(SOURCE MATERIAL Opens)
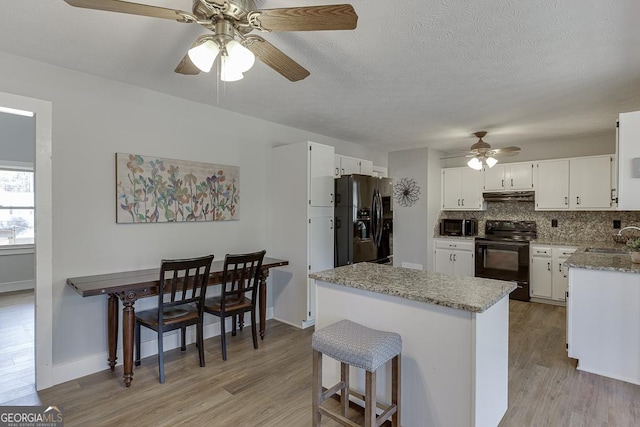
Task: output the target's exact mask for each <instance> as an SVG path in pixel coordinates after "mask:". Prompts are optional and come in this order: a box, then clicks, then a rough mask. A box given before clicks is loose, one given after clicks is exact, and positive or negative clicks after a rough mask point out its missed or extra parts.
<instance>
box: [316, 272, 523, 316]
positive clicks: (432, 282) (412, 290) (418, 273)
mask: <svg viewBox="0 0 640 427" xmlns="http://www.w3.org/2000/svg"><path fill="white" fill-rule="evenodd" d="M309 277H311V278H312V279H316V280H321V281H323V282H329V283H335V284H338V285H344V286H348V287H351V288H355V289H362V290H365V291H370V292H377V293H381V294H387V295H392V296H397V297H400V298H406V299H408V300H413V301H420V302H425V303H429V304H437V305H442V306H445V307H451V308H455V309H458V310H464V311H470V312H474V313H482V312H483V311H486V310H487V309H488V308H489V307H491V306H492V305H494V304H495V303H496V302H498V301H499V300H500V299H502V298H503V297H505V296H506V295H508V294H509V293H510V292H511V291H513V290H514V289H515V288H516V284H515V282H505V281H503V280H493V279H482V278H479V277H467V276H452V275H447V274H441V273H434V272H428V271H422V270H412V269H408V268H401V267H392V266H390V265H382V264H373V263H366V262H361V263H357V264H352V265H345V266H343V267H337V268H334V269H332V270H326V271H319V272H316V273H311V274H309Z"/></svg>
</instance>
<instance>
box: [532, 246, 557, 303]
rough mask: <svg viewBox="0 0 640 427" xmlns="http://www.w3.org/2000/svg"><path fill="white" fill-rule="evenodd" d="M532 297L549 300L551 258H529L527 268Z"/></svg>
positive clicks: (547, 257)
mask: <svg viewBox="0 0 640 427" xmlns="http://www.w3.org/2000/svg"><path fill="white" fill-rule="evenodd" d="M529 274H530V282H531V283H530V291H529V292H530V293H531V296H532V297H541V298H551V280H552V277H551V257H537V256H532V257H531V265H530V267H529Z"/></svg>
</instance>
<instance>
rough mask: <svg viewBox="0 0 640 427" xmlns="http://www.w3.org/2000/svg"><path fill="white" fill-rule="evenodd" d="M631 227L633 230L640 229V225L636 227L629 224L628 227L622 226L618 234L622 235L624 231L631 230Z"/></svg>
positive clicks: (618, 231)
mask: <svg viewBox="0 0 640 427" xmlns="http://www.w3.org/2000/svg"><path fill="white" fill-rule="evenodd" d="M629 229H631V230H638V231H640V227H634V226H633V225H630V226H628V227H623V228H621V229H620V230H619V231H618V236H622V232H623V231H624V230H629Z"/></svg>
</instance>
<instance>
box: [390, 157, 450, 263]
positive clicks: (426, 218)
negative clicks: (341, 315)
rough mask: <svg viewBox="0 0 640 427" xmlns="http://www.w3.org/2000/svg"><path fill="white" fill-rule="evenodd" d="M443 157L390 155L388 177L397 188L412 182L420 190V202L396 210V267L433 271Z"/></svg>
mask: <svg viewBox="0 0 640 427" xmlns="http://www.w3.org/2000/svg"><path fill="white" fill-rule="evenodd" d="M440 157H442V153H441V152H439V151H436V150H434V149H431V148H416V149H410V150H401V151H392V152H390V153H389V176H390V177H391V178H392V179H393V182H394V184H395V183H397V182H399V181H400V180H401V179H402V178H411V179H413V180H415V181H416V183H417V185H418V186H419V187H420V199H419V200H418V201H417V202H416V203H415V204H414V205H413V206H411V207H403V206H400V205H399V204H398V203H394V206H393V209H394V210H393V215H394V218H393V264H394V265H395V266H398V267H402V266H403V264H404V266H407V263H408V264H409V266H411V264H414V265H413V266H411V267H412V268H417V267H418V266H421V269H423V270H433V256H432V254H433V227H434V225H435V221H436V220H437V219H438V214H439V213H440V175H441V174H440V168H441V162H440Z"/></svg>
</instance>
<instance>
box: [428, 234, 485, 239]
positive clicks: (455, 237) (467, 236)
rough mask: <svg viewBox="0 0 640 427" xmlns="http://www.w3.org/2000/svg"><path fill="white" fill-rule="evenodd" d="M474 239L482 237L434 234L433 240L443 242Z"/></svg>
mask: <svg viewBox="0 0 640 427" xmlns="http://www.w3.org/2000/svg"><path fill="white" fill-rule="evenodd" d="M476 237H482V236H440V235H439V234H436V235H435V236H434V237H433V238H434V239H444V240H474V239H475V238H476Z"/></svg>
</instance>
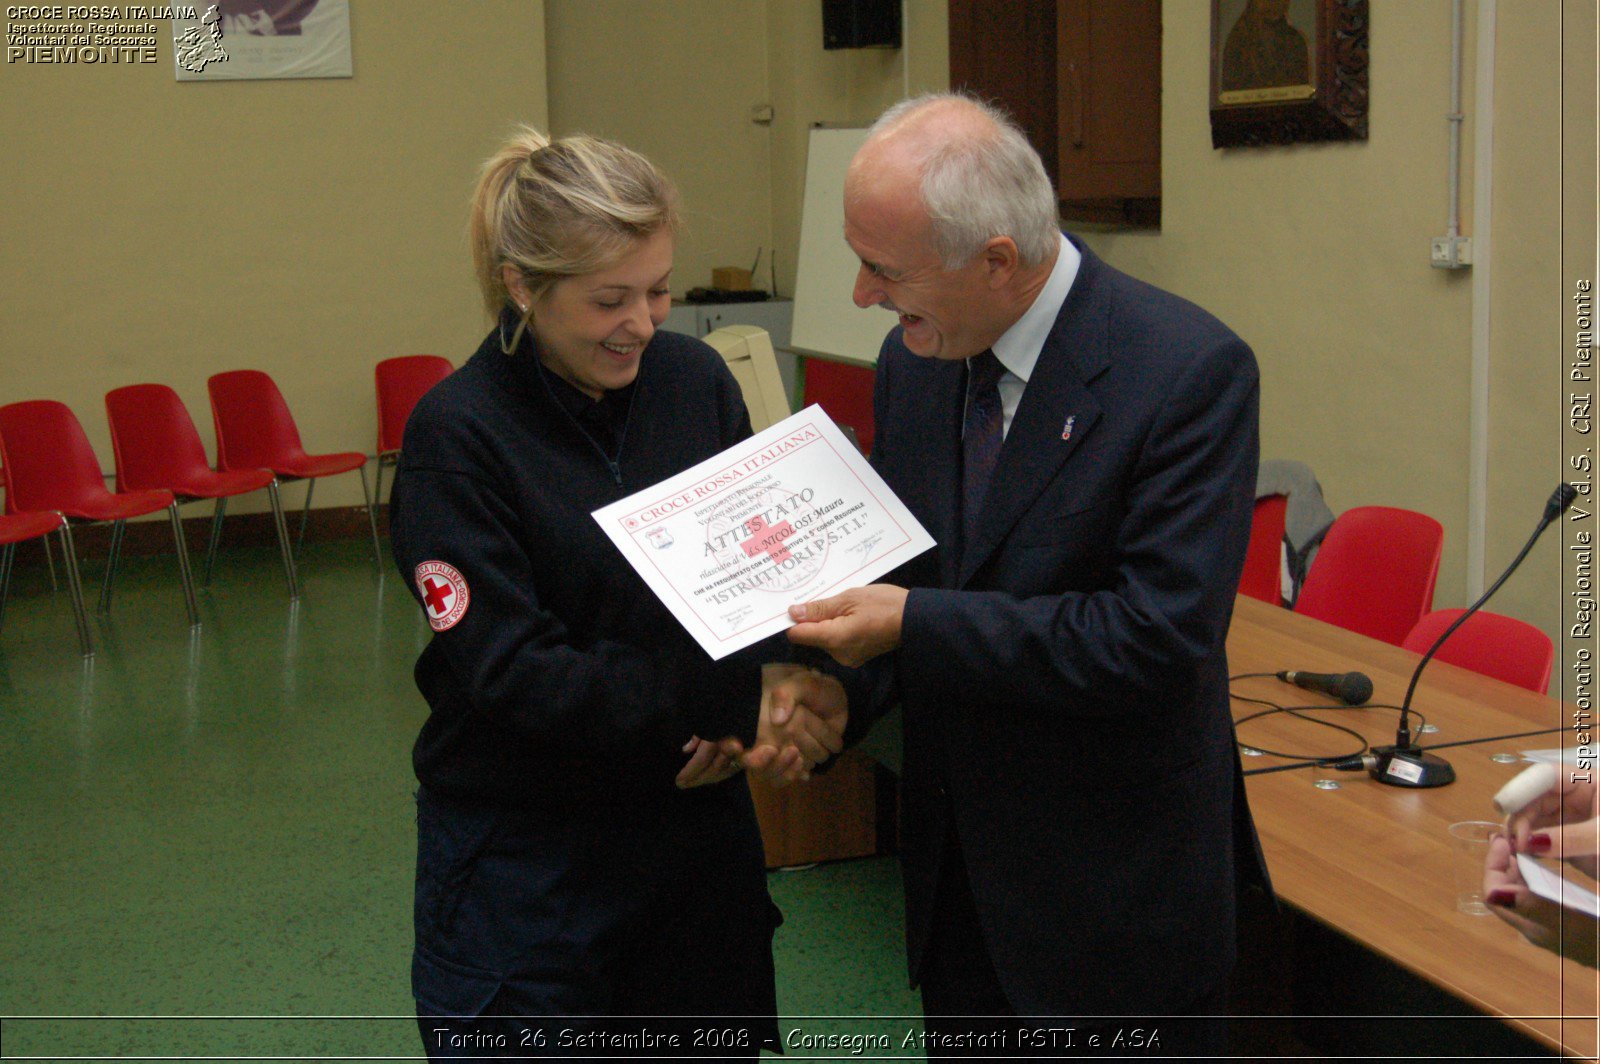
(SOURCE MATERIAL Closes)
EXERCISE BRIEF>
Across the listing, how many lines contain the word "negative"? Give the number without further comment.

ANSWER>
2